----- DOCUMENT EXCERPT -----
Fairfax County is the Devil

The following is a faux "op-ed" I had to write for a GW graduate education class. This concerns the incessant bitching and moaning I've heard from Fairfax County teachers in my last few weeks as a "teacher intern" (powerless faux teacher) in a not-your-typical Fairfax County Middle School concerning salary freezes for the second year in a row.

It is the trend in this day and age to take about exorbitant sums of money like it means nothing at all. Our government shelled out $700 billion in the Troubled Asset Relief Program launched last fall. Fairfax County Public Schools face a $200 million deficit in their much-demonized FY 2011 budget. Perhaps the world around me has gone mad: I’m still pissed that I have to shell out $30 (a mere zero) as a cover charge to go to a bachelorette party this weekend (where we will, no doubt, discuss the conundrums facing Fairfax County schools and Wall Street at length).*

Educating every single child in a county is expensive, that’s for sure. Paying their teachers, staff, providing them with buildings with heat, computers, school buses, meals, and enrichment activities costs a pretty penny. What is possible in boom times isn’t possible in lean times. Something has to go, or perhaps, freeze. Many teachers in Fairfax County are angry over the proposed salary freeze, the second year in which teachers will not receive their yearly, modest pay raise in an attempt to manage the gaping deficit facing the county. “It’s an outrage!” many teachers cry.

But is it?

Fairfax County isn’t cutting salaries, they are freezing them. This isn’t a case of the greedy businessman not sharing his profits with employees (though pay freezes are common in the private sector, too). This is a case of the local government simply not having money right now, a situation in which many localities currently find themselves in this “Great Recession.” Nearly ten percent of the workforce doesn’t have a job right now, full stop.

If you entered education for the money, we might well ask if you’ve received a good education. As one of my students asked me on my first day as a student teacher in a Fairfax County middle school, “Why do you want to be a teacher? You aren’t going to make any money. You should be an IT tech person.” (Source: an 8th grader who never comes to class with a notebook, pen, pencil, or homework yet is somehow still endearing). You become a teacher because you care about learning. You care about equipping young people with the tools to one day run our schools, hospitals, laboratories and government. There is no monetary glory in store for us. Even a perennially unprepared 13-year-old can see that.
----- PROVIDED INFORMATION -----
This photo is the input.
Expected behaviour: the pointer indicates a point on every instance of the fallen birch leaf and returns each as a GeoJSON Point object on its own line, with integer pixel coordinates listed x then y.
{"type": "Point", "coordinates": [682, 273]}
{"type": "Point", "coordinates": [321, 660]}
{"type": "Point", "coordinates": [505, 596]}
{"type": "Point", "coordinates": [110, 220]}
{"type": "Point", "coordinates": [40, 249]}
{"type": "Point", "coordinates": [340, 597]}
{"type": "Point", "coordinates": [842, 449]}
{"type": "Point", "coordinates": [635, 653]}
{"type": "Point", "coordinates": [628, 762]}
-----
WORK INSTRUCTIONS |
1. Answer these from the op-ed on the Fairfax County teacher salary freeze:
(a) How large a deficit do Fairfax County Public Schools face in the FY 2011 budget?
(b) What job did the 8th grader suggest the writer should take instead of teaching?
(c) What share of the workforce does the op-ed say is without a job?
2. Continue the op-ed on the Fairfax County teacher salary freeze, starting right after its last sentence.
The material can be set aside; it plays no part in this work.

ACTIVITY ANSWERS |
1.
(a) $200 million
(b) An IT tech person
(c) Nearly ten percent

2.
Teachers (good teachers) work hard. Teaching is difficult, and many times thankless. But the point is not to get your $1000 or so increase every year, especially when this is just one (small) measure to try to keep schools running in the same manner as they have in years past. If you flee the county because you are missing out on two years of a meager raise, you’ve got your priorities screwed up. Your actions are telling your students what matters: is this a message you really want to send? I like money as much as the next person, mostly because it enables me to do the things I like (such as eat). But I really like seeing young people in an 8th grade civics class think about their world around them critically, to talk to each other about Obama’s recent State of the Union address, or voice their opinions on the recent Supreme Court ruling regarding campaign financing. You cannot put a price on that. By leaving the school because you aren’t getting “your due”, you are. And that’s not a good lesson to give.

Mary Steinberg is a teacher intern at Whitman Middle School in Fairfax County. She spends her days desperately trying to get 13-year-olds to care about government.

*Mary Steinberg did not attend said party, as she had pink eye, in typical lame fashion.